■ **Problem to solve**
Read through the entries below and return each line with the word "brick".

■ **Dataset**
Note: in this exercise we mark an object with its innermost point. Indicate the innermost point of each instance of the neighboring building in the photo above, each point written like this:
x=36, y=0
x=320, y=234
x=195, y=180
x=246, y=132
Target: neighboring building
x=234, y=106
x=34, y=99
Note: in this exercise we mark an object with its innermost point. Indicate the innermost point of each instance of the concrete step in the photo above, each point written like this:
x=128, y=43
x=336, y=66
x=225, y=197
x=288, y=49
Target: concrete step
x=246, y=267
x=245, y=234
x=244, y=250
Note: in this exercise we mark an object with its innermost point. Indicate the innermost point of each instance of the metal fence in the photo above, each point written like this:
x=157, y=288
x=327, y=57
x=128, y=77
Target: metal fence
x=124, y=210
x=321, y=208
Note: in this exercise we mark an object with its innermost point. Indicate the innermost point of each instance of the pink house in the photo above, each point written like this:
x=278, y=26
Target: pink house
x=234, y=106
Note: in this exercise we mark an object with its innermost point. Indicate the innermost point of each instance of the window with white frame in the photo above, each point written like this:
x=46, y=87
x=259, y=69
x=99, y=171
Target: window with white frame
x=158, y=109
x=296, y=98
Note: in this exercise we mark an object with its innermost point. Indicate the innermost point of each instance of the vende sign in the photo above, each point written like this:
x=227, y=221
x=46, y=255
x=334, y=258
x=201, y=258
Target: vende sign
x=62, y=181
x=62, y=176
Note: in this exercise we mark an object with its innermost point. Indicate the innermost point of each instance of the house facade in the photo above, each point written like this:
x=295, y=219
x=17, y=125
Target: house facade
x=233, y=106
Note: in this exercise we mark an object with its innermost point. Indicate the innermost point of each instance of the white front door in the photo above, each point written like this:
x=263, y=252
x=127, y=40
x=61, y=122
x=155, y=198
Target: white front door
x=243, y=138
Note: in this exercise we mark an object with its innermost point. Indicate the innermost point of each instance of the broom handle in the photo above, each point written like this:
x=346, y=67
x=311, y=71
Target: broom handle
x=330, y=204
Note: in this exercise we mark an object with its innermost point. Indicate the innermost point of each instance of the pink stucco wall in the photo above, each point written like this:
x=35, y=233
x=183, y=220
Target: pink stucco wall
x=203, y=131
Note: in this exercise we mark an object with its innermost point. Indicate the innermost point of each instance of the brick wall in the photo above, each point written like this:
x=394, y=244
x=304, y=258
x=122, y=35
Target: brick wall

■ **Result for this task**
Note: in this exercise we mark an object with its innermost point. Indicate the innermost point of each instance of the brick wall in the photo above, each point written like this:
Target: brick wall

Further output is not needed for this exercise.